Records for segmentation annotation
◆ ◆ ◆ ◆ ◆ ◆ ◆
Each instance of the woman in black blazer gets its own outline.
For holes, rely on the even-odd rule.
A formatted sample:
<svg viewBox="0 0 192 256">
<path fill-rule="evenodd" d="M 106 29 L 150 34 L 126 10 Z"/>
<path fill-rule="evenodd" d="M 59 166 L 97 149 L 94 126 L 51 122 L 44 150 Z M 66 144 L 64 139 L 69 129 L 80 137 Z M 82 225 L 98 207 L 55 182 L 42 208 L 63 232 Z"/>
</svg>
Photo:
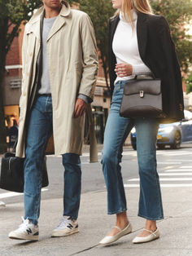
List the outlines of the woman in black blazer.
<svg viewBox="0 0 192 256">
<path fill-rule="evenodd" d="M 146 218 L 146 225 L 133 242 L 142 243 L 159 237 L 156 220 L 162 219 L 164 213 L 156 170 L 156 135 L 159 122 L 176 121 L 184 117 L 181 76 L 168 23 L 163 16 L 153 15 L 149 2 L 112 0 L 112 5 L 118 9 L 109 22 L 112 99 L 102 163 L 107 188 L 108 214 L 116 214 L 116 223 L 100 244 L 111 244 L 132 232 L 120 163 L 124 143 L 133 126 L 137 130 L 140 176 L 138 216 Z M 131 119 L 119 115 L 124 86 L 136 75 L 161 79 L 165 118 Z"/>
</svg>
◆ ◆ ◆ ◆ ◆ ◆ ◆
* _REQUIREMENTS_: Please retype the lines running from the start of the records through the line that contains "106 29 L 150", including that line, character for character.

* _TASK RESULT_:
Each instance of the woman in black blazer gets its own outline.
For holes, rely on the even-odd rule.
A formatted sample:
<svg viewBox="0 0 192 256">
<path fill-rule="evenodd" d="M 106 29 L 150 34 L 126 10 Z"/>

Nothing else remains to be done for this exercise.